Problem requirements
Pick out every line in the entries below that contains the string "windshield", matching case exactly, and copy each such line in full.
--- --- ---
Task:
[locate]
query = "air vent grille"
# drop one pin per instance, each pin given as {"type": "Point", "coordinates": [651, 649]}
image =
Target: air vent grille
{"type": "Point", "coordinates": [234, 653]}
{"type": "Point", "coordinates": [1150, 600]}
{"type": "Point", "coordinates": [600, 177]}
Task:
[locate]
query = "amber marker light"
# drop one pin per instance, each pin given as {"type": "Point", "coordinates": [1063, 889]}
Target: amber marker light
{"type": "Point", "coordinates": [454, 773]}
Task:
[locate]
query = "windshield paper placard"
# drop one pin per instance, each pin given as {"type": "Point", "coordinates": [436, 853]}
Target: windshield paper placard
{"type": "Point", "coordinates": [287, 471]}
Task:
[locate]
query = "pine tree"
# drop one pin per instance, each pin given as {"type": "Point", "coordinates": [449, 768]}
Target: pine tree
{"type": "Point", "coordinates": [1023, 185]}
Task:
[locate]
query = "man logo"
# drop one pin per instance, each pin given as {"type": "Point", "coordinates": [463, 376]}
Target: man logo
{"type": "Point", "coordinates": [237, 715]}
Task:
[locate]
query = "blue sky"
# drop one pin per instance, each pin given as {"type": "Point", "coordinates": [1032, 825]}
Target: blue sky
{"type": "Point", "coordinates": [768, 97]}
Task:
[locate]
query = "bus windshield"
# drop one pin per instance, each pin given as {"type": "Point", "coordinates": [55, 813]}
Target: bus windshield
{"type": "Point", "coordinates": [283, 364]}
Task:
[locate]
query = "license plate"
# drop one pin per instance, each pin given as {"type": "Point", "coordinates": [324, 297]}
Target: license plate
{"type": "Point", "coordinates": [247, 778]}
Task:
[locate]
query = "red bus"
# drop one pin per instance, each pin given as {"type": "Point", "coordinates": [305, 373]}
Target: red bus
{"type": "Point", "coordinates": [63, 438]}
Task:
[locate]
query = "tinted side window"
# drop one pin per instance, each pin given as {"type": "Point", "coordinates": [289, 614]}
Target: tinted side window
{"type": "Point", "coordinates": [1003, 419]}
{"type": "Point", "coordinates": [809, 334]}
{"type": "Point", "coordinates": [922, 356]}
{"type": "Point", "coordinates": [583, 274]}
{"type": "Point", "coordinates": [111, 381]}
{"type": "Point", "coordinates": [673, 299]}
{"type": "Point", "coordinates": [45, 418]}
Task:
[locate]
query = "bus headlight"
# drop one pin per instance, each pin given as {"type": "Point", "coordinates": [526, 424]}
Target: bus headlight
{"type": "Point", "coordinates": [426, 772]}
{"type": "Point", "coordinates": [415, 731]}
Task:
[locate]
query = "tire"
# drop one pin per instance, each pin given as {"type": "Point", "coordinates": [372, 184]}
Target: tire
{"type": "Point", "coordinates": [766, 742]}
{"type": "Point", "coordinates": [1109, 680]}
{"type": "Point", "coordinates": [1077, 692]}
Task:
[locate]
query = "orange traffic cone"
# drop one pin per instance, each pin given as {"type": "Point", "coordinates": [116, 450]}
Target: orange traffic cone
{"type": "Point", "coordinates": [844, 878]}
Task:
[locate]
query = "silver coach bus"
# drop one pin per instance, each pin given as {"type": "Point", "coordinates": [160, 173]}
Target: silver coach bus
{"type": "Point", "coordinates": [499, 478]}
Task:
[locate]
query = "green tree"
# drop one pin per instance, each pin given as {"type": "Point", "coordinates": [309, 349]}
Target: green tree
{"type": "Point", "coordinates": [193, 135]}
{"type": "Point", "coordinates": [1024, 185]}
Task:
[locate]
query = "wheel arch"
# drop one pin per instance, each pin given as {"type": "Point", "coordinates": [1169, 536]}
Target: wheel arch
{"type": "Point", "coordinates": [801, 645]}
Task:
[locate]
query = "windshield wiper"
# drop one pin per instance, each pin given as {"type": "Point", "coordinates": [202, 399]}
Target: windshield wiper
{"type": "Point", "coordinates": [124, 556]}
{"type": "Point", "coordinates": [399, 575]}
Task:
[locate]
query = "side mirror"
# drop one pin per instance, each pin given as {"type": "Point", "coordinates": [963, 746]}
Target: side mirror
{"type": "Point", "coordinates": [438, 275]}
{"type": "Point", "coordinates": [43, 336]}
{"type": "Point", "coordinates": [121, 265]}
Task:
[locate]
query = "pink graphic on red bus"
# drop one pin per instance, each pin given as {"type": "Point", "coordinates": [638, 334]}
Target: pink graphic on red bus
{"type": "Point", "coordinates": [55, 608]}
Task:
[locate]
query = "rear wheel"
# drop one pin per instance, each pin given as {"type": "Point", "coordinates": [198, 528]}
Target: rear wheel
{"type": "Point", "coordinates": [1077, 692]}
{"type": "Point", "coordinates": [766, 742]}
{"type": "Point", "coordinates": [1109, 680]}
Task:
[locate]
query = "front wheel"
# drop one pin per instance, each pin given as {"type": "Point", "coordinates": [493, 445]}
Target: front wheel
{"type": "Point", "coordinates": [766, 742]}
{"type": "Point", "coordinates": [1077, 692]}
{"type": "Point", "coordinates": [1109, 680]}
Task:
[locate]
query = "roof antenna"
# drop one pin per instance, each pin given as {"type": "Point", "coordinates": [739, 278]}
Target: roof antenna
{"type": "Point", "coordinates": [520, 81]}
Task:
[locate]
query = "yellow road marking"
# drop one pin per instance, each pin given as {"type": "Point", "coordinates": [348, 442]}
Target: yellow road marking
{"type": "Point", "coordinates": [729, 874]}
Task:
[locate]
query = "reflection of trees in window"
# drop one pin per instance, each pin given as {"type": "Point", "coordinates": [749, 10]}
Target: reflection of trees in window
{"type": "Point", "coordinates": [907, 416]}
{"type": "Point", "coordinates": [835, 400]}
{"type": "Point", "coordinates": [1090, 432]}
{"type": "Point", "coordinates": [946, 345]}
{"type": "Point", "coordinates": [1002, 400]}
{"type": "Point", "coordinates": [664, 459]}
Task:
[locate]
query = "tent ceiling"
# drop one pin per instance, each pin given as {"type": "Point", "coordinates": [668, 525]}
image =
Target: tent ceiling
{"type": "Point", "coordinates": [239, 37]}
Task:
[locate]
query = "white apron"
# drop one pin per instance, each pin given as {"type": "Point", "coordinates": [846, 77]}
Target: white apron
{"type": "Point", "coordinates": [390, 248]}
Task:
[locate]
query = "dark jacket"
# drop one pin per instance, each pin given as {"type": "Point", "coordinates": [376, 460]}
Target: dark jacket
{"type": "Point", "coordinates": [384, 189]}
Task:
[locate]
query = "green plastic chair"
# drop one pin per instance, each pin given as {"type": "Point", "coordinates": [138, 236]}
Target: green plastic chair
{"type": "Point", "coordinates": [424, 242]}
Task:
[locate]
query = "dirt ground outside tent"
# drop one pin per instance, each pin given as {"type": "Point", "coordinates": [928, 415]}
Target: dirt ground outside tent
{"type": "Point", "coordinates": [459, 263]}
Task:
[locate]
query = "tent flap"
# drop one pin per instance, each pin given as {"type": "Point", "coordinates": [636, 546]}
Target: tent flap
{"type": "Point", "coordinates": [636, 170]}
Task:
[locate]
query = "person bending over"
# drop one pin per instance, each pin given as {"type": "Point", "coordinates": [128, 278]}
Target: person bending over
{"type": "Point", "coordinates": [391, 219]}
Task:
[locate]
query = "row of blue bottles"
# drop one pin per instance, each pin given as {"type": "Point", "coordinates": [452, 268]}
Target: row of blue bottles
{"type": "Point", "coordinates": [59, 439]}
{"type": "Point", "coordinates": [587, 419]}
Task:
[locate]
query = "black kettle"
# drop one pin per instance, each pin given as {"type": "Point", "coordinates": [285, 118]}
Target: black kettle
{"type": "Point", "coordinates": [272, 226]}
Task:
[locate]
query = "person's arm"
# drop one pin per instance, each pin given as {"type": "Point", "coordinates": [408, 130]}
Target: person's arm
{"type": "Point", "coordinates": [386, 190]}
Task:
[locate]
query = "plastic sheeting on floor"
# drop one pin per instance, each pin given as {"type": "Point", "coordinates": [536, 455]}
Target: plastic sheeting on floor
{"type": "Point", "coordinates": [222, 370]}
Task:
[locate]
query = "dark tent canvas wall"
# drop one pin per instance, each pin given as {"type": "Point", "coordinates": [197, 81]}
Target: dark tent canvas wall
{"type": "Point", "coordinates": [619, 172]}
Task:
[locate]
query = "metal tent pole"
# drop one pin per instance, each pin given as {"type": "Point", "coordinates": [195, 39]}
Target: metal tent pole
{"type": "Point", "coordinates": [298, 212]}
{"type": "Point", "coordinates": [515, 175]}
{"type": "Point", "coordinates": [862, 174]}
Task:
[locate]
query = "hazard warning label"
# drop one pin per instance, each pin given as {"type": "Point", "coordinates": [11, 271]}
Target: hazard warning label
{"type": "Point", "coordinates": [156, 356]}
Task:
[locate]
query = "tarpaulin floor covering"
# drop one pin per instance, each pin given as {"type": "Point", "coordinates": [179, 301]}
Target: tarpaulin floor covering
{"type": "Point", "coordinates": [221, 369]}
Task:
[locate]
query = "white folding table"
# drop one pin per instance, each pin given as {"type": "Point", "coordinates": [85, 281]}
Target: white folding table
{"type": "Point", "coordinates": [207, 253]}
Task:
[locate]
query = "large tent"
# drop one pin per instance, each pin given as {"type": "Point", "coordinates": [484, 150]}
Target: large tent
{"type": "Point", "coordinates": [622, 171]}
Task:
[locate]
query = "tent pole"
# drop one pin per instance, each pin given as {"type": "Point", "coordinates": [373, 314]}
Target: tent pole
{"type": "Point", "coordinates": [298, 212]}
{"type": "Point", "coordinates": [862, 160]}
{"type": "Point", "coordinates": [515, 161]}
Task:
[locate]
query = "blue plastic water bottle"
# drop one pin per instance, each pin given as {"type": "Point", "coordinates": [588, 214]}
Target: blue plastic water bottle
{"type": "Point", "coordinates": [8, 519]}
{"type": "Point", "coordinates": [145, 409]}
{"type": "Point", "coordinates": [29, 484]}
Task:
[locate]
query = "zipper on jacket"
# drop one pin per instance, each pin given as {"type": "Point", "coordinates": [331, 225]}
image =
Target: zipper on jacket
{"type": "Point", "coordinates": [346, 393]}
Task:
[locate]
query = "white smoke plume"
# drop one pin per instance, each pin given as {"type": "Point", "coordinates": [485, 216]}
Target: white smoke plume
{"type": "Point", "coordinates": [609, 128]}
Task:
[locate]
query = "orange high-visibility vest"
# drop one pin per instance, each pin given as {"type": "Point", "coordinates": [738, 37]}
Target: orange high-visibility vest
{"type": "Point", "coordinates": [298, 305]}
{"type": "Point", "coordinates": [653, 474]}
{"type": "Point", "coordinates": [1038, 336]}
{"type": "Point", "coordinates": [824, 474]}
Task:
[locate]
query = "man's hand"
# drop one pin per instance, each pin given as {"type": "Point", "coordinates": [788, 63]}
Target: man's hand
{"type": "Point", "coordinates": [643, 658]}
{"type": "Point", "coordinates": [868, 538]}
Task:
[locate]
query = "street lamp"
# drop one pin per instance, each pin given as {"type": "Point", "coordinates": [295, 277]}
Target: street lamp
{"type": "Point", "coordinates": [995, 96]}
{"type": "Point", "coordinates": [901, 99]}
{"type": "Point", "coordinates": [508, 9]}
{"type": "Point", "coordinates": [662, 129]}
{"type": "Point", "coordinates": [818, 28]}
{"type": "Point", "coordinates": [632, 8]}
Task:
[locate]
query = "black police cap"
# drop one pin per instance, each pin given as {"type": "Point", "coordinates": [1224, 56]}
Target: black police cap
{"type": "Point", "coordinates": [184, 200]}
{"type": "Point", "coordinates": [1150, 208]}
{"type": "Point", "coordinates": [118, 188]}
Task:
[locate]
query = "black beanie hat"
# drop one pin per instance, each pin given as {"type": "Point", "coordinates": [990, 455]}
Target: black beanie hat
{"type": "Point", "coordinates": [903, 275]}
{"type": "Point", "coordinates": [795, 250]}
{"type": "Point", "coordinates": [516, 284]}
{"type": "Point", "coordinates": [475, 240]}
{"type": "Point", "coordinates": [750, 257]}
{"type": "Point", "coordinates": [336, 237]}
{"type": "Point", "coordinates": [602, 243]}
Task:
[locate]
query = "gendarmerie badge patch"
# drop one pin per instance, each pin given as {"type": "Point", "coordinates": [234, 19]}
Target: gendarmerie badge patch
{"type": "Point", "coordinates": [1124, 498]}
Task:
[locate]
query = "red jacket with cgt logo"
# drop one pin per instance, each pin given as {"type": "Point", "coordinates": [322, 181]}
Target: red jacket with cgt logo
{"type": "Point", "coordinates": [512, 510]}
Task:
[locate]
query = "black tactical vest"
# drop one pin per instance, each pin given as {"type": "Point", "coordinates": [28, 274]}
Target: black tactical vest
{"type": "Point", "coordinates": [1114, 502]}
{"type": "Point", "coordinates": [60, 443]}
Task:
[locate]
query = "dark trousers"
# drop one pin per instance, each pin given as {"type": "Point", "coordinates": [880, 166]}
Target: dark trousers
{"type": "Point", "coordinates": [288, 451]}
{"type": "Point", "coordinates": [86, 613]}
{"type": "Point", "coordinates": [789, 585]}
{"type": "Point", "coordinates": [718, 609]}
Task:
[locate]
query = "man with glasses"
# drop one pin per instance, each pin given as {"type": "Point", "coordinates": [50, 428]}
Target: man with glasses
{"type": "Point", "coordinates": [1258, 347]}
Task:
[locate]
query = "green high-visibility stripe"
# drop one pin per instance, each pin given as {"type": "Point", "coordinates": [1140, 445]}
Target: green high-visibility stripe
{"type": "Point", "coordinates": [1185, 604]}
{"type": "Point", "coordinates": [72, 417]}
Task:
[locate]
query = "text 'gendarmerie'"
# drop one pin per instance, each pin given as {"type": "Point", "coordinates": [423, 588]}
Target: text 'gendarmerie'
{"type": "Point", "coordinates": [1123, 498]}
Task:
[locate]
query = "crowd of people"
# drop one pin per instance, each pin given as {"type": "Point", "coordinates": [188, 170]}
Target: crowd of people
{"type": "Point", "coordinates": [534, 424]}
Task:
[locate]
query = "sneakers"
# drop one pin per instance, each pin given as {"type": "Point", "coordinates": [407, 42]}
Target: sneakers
--- --- ---
Solution to the problem
query = "windshield paper placard"
Target: windshield paper placard
query = "bus windshield"
Target: bus windshield
query = "windshield wiper"
Target: windshield wiper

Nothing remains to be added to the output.